Segment Start: SOURCE INFORMATION

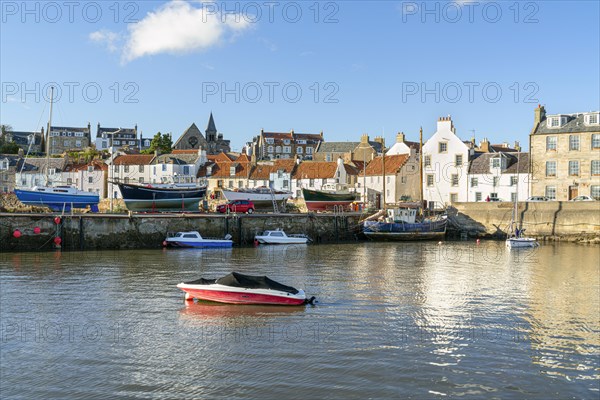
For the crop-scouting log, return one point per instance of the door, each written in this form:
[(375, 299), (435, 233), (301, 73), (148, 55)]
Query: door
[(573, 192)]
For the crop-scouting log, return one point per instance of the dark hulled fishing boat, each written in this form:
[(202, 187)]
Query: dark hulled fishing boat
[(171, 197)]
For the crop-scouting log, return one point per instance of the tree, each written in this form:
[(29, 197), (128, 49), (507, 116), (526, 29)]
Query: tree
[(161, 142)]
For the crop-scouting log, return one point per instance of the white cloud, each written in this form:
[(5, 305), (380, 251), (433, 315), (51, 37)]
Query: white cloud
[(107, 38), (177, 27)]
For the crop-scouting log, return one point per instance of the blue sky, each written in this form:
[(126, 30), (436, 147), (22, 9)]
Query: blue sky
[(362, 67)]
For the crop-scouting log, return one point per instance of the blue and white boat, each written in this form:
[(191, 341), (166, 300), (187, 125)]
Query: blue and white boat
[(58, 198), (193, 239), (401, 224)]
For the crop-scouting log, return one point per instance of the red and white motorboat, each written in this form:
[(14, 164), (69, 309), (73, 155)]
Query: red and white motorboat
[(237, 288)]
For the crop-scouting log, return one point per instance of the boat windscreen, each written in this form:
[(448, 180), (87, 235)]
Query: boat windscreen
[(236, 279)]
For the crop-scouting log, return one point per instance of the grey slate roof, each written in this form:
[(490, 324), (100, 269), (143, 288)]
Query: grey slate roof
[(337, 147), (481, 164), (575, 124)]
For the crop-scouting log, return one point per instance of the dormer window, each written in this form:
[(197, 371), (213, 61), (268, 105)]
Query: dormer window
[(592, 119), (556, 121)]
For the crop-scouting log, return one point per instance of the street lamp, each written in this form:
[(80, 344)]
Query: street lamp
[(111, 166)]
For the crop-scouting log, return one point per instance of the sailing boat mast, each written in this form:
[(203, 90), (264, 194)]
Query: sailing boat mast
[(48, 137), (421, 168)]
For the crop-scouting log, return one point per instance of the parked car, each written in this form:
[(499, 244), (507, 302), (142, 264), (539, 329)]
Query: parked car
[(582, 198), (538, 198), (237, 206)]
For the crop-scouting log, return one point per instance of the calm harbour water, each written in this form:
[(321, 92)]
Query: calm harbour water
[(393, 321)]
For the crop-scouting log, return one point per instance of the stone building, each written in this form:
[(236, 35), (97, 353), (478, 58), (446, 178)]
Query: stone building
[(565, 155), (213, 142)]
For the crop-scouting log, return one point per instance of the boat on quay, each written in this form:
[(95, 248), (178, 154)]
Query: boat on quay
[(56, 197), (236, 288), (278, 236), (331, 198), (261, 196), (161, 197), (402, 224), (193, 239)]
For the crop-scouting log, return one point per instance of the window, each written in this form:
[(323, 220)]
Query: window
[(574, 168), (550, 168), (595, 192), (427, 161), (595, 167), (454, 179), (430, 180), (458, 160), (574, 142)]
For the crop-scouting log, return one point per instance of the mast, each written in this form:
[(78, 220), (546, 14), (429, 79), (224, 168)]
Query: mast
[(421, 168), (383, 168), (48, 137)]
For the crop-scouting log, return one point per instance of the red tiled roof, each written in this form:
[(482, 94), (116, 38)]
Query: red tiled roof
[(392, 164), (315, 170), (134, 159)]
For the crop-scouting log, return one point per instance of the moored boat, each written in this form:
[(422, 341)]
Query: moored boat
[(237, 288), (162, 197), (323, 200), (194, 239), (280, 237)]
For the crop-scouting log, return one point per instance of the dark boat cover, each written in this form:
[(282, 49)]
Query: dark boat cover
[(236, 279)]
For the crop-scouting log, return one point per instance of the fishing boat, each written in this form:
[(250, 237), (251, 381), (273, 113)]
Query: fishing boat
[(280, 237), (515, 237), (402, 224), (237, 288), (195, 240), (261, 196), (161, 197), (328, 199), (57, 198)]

Segment End: SOURCE INFORMATION

*WHAT THIS TASK INVOLVES*: Excluding pictures, print all lines above exactly.

*YOUR RESPONSE*:
For the crop-scouting log, return one point per instance of the door, each written in this form:
[(375, 299), (435, 233), (301, 73), (148, 55)]
Query: door
[(573, 192)]
For the crop-scouting log, return one point per instance of the dark hulled fishing boat, each written in this form:
[(202, 187)]
Query: dark hulled fishing boat
[(171, 197)]
For the crop-scouting log, return one point per instance of the tree, each written in this form:
[(29, 197), (128, 49), (507, 116), (526, 29)]
Query: tree
[(161, 142)]
For the crop-scouting log, return one point per instance of the white cloud, each written in this form:
[(5, 305), (380, 251), (433, 315), (51, 37)]
Query: white cloud
[(107, 38), (177, 27)]
For the crop-scouting log, return one point per instance of the blue sky, each written in this form:
[(126, 30), (436, 147), (22, 9)]
Query: blue sky
[(362, 67)]
For the crop-scouting log, return one point per instance of the blue and white boat, each written in this form:
[(191, 341), (166, 300), (187, 125)]
Query: blue and white boat
[(58, 198), (193, 239), (401, 224)]
For the crop-scouting log, return one point per instance of the red and white motorboat, each written in this form:
[(14, 164), (69, 309), (73, 155)]
Query: red and white motorboat
[(237, 288)]
For the crop-scouting log, return one point per instance of the boat windscreen, each written in this form:
[(448, 180), (87, 235)]
Query: boat windscreen
[(236, 279)]
For the crop-scouting log, return one point per instance of the grey slate roof, each written in this form:
[(490, 324), (100, 269), (143, 288)]
Query: grey slate roof
[(337, 147), (481, 164), (575, 124)]
For the crop-scouting log, return one point per instance of the dormer window, each written in this form:
[(197, 371), (213, 61), (268, 105)]
Query: dormer window
[(592, 119), (556, 121)]
For the crop-scouting log, return one point per instance of the street lamp, each written in this form:
[(80, 344)]
Query: street lamp
[(111, 166)]
For the crop-scouting log, return one point per instance of the sailing boat mast, each written in this form:
[(203, 90), (264, 194)]
Query: sailing boat mast
[(48, 137), (421, 168)]
For the crop-scouting log, return one point per instance of the parked car, each written in this form:
[(499, 244), (507, 302), (142, 264), (539, 329)]
Query: parked car
[(582, 198), (538, 198), (237, 206)]
For the crop-scouting log, return one point per instance of the calm harbour water, each written in this form:
[(321, 92)]
Query: calm harbour water
[(393, 321)]
For the crop-scouting log, return one point per instance of the stone building, each written in this form:
[(236, 35), (97, 353), (478, 58), (446, 178)]
Query: stone building
[(565, 155), (213, 142)]
For the crop-scouting log, return one point per instance of the boat on quay, each written in this form:
[(95, 248), (178, 154)]
Query: boat on quay
[(56, 197), (236, 288), (278, 236), (331, 198), (261, 196), (161, 197), (402, 224), (193, 239)]
For the crop-scouting log, return one point per instance of the window, each written in this form:
[(323, 220)]
Query: window
[(574, 168), (550, 168), (595, 192), (427, 161), (595, 167), (454, 179), (430, 180), (458, 160), (574, 142)]
For the crop-scouting log, return one point per instance of the mast, each written in this form:
[(78, 220), (546, 14), (429, 79), (224, 168)]
Query: mast
[(421, 168), (383, 168), (48, 137)]
For the crop-scouting log, return one point per instance of the red tiled roof, each written in this form:
[(482, 94), (116, 38)]
Query: red tiled roof
[(392, 164), (315, 170), (134, 159)]
For the crop-scouting log, return one point per instance of the moored boat, each written in this form:
[(422, 341)]
Query: moored boat
[(237, 288), (162, 197), (323, 200), (194, 239), (280, 237)]
For the crop-scouting log, return one point per instance of the dark boat cover, each written in this form:
[(282, 49)]
Query: dark boat cover
[(236, 279)]
For the crop-scouting log, return one point per instance of the fishing boat, each written in this form:
[(250, 237), (251, 381), (273, 113)]
Query: fishing boat
[(280, 237), (515, 237), (402, 224), (237, 288), (195, 240), (261, 196), (161, 197), (328, 199), (57, 198)]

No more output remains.